GIVEN TASK → Convert the lines of the listing below, from the line containing "[point] at the bundle" through the end of the listing, into a JSON list of strings with one string per line, leaving out any blank lines.

##### EXERCISE DATA #####

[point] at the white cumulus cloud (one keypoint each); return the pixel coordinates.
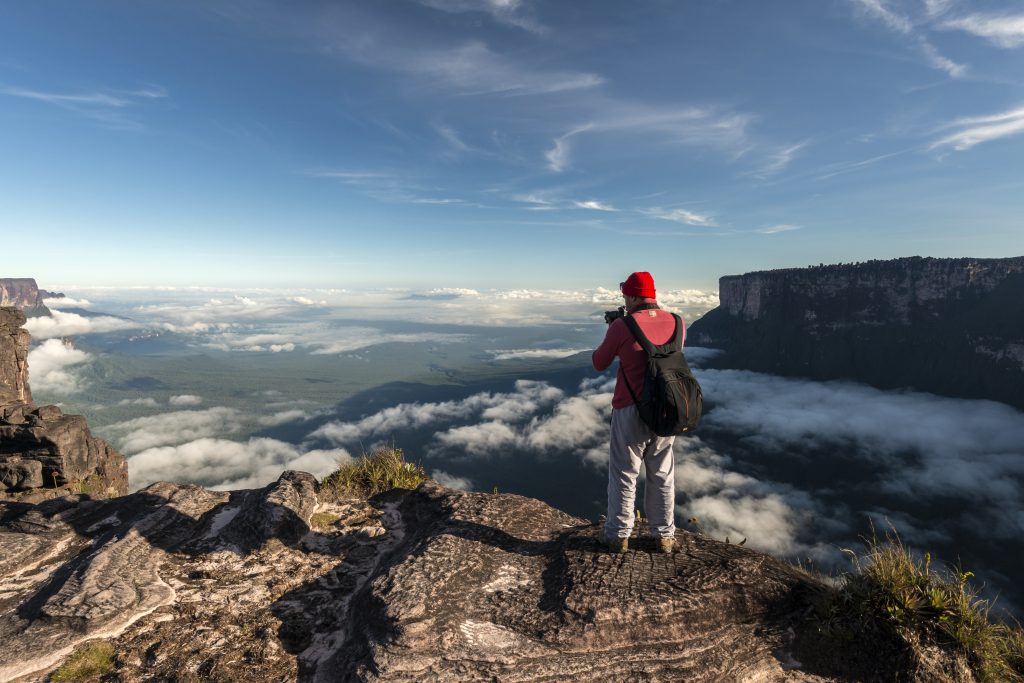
(60, 324)
(50, 367)
(223, 464)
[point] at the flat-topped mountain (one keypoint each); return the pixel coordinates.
(953, 327)
(43, 452)
(25, 294)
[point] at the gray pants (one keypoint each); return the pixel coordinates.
(632, 443)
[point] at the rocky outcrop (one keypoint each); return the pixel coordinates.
(290, 583)
(953, 327)
(25, 294)
(13, 357)
(43, 452)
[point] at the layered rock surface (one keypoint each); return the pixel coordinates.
(43, 452)
(953, 327)
(25, 294)
(290, 583)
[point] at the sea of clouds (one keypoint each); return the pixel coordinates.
(734, 478)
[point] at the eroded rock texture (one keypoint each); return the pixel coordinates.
(291, 584)
(953, 327)
(25, 294)
(13, 357)
(43, 452)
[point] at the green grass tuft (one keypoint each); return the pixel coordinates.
(377, 472)
(94, 659)
(323, 519)
(896, 592)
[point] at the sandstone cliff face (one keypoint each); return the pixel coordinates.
(952, 327)
(13, 357)
(25, 294)
(43, 452)
(290, 583)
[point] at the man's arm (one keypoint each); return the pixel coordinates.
(608, 349)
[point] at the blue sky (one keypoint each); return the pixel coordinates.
(497, 143)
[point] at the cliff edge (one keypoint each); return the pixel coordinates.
(952, 327)
(291, 583)
(25, 294)
(43, 452)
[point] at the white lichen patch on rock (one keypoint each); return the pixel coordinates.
(508, 577)
(485, 636)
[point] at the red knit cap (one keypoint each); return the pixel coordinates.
(639, 284)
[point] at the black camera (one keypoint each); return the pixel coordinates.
(612, 315)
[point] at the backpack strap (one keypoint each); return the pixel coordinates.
(649, 348)
(673, 344)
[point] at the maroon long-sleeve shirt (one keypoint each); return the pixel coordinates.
(657, 325)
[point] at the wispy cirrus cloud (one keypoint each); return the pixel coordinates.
(511, 12)
(474, 69)
(453, 138)
(714, 127)
(1001, 30)
(779, 160)
(903, 25)
(975, 130)
(682, 216)
(594, 205)
(104, 107)
(775, 229)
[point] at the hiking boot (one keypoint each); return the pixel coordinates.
(614, 545)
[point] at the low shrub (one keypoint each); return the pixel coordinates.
(896, 592)
(94, 659)
(376, 472)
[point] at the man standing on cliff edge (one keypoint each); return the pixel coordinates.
(633, 442)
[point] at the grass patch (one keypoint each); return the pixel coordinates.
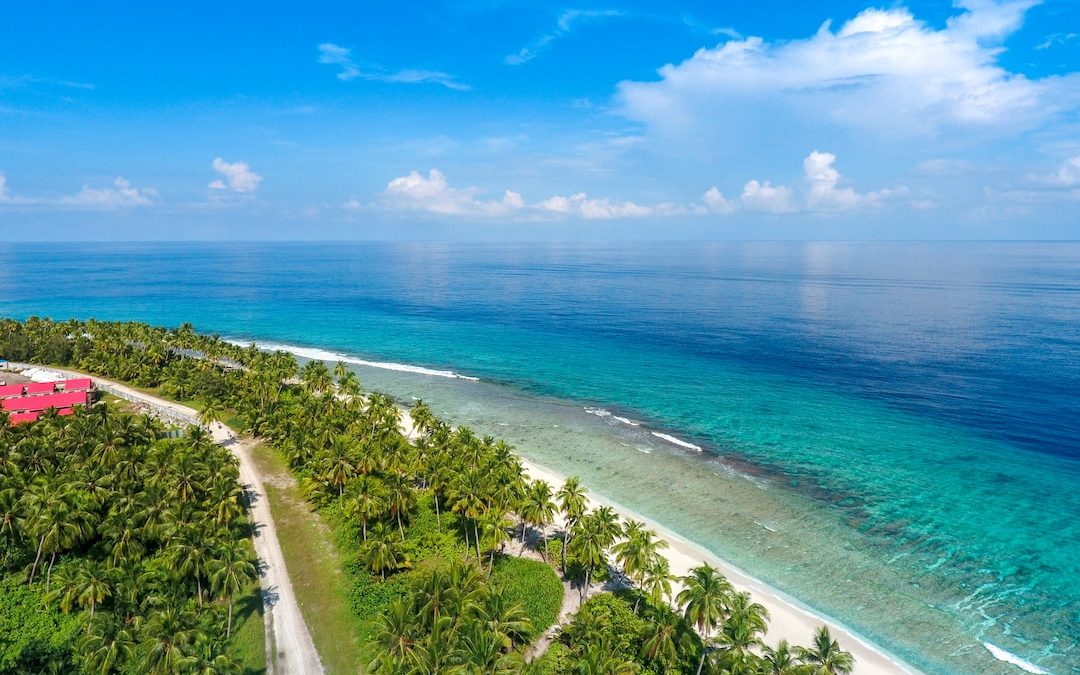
(248, 644)
(534, 585)
(314, 567)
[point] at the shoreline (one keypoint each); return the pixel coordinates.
(788, 619)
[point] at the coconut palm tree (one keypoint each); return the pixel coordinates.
(395, 638)
(211, 414)
(104, 652)
(704, 599)
(589, 548)
(825, 657)
(537, 509)
(780, 660)
(366, 500)
(636, 553)
(230, 570)
(657, 582)
(571, 502)
(382, 552)
(507, 621)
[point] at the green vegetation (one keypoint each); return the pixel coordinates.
(120, 552)
(429, 530)
(307, 543)
(531, 584)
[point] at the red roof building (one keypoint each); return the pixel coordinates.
(40, 388)
(81, 383)
(63, 400)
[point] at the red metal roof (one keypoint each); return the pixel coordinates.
(63, 400)
(77, 383)
(40, 388)
(18, 418)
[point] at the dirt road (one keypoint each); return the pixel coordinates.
(289, 649)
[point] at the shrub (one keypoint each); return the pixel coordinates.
(531, 584)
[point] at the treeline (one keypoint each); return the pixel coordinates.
(430, 520)
(119, 551)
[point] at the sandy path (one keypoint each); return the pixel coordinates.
(787, 620)
(289, 649)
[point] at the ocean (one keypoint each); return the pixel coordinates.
(889, 432)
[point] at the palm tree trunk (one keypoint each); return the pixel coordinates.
(37, 559)
(566, 543)
(49, 575)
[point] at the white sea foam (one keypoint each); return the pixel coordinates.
(675, 441)
(1009, 657)
(322, 354)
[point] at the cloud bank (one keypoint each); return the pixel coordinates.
(121, 193)
(823, 191)
(882, 71)
(238, 176)
(349, 69)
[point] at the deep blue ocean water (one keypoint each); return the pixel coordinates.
(905, 416)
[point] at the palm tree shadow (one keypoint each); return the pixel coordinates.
(270, 597)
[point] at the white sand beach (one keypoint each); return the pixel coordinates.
(787, 620)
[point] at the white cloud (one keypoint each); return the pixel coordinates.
(433, 193)
(580, 204)
(563, 27)
(715, 202)
(823, 178)
(239, 176)
(1067, 175)
(121, 193)
(883, 71)
(332, 54)
(768, 198)
(336, 55)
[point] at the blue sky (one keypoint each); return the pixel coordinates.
(529, 120)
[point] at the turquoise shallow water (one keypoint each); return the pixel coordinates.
(890, 430)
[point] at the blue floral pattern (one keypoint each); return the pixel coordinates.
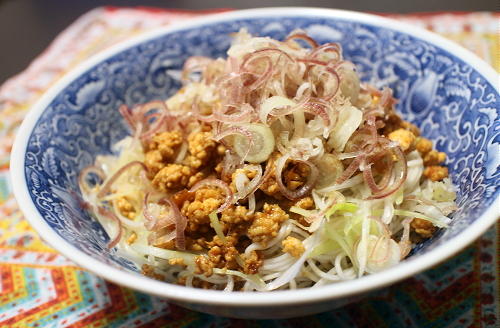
(452, 103)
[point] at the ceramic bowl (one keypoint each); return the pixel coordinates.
(447, 91)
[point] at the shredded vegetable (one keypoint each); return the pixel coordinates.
(274, 168)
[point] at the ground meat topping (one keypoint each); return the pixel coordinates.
(161, 150)
(293, 246)
(423, 227)
(206, 200)
(236, 215)
(404, 137)
(267, 224)
(172, 177)
(423, 145)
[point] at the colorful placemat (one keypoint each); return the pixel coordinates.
(40, 288)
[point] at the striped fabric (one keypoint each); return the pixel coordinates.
(40, 288)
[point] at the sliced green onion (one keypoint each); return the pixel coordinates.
(262, 143)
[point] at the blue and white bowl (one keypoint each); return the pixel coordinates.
(448, 92)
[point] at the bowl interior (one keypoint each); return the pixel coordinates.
(449, 100)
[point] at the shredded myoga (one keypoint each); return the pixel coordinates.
(275, 168)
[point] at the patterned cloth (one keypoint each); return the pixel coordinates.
(40, 288)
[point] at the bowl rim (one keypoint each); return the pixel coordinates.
(274, 298)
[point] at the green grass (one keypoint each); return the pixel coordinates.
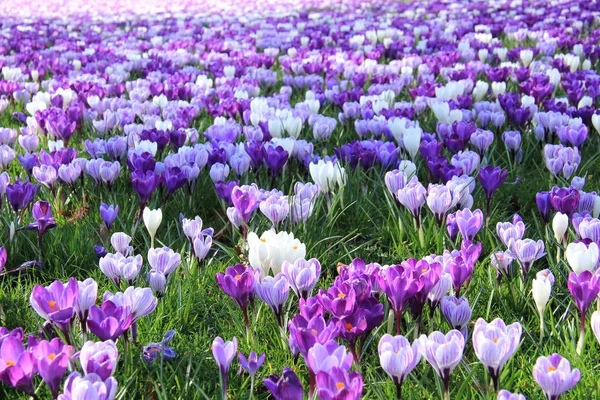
(362, 222)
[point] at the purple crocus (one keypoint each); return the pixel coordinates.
(565, 200)
(526, 251)
(17, 365)
(491, 178)
(398, 358)
(443, 352)
(51, 359)
(108, 213)
(99, 358)
(56, 303)
(457, 312)
(494, 344)
(555, 376)
(285, 387)
(238, 283)
(584, 288)
(399, 285)
(274, 291)
(338, 383)
(469, 222)
(109, 321)
(224, 352)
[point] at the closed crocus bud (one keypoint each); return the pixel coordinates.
(596, 324)
(99, 358)
(152, 220)
(581, 257)
(158, 282)
(560, 224)
(541, 288)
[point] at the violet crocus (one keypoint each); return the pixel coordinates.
(224, 352)
(457, 312)
(90, 386)
(555, 375)
(51, 360)
(469, 222)
(99, 358)
(339, 383)
(274, 291)
(399, 286)
(584, 288)
(285, 387)
(108, 214)
(398, 358)
(413, 196)
(491, 178)
(302, 275)
(494, 344)
(152, 351)
(17, 366)
(444, 353)
(526, 251)
(238, 283)
(56, 303)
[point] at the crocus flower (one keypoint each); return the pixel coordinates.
(526, 251)
(17, 365)
(584, 288)
(339, 383)
(152, 220)
(224, 352)
(302, 275)
(99, 358)
(238, 283)
(286, 387)
(153, 351)
(109, 321)
(582, 257)
(51, 359)
(457, 312)
(506, 395)
(109, 213)
(90, 386)
(469, 223)
(443, 352)
(56, 303)
(541, 289)
(491, 178)
(398, 358)
(274, 291)
(271, 250)
(494, 344)
(555, 376)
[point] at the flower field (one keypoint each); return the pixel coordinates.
(278, 199)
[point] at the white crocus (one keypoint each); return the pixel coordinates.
(327, 174)
(272, 249)
(152, 220)
(581, 257)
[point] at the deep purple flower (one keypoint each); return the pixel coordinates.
(564, 200)
(238, 282)
(286, 387)
(555, 376)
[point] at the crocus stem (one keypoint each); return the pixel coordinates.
(251, 387)
(581, 341)
(390, 321)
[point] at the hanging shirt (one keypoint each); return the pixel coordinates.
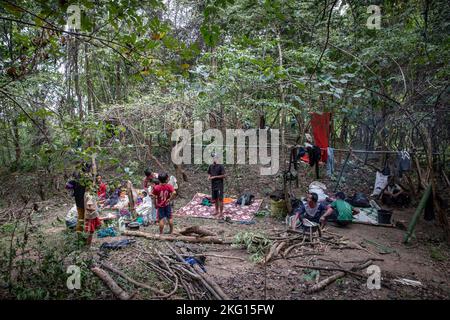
(162, 193)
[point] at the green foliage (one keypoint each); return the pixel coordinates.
(256, 244)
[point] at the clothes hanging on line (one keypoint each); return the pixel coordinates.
(330, 161)
(403, 162)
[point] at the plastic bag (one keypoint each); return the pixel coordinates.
(381, 182)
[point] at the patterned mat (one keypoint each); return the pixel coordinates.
(236, 212)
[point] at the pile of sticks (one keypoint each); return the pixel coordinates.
(307, 244)
(170, 268)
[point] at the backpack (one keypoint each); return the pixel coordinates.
(245, 200)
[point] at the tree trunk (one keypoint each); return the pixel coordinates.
(18, 150)
(77, 80)
(88, 80)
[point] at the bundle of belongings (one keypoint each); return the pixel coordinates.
(245, 200)
(146, 210)
(71, 218)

#####

RESPONSE TO THE EXERCISE →
[
  "[point] at the bundle of belongings (one keypoint each); return the pixel coordinates.",
  "(245, 200)",
  "(146, 210)",
  "(71, 218)"
]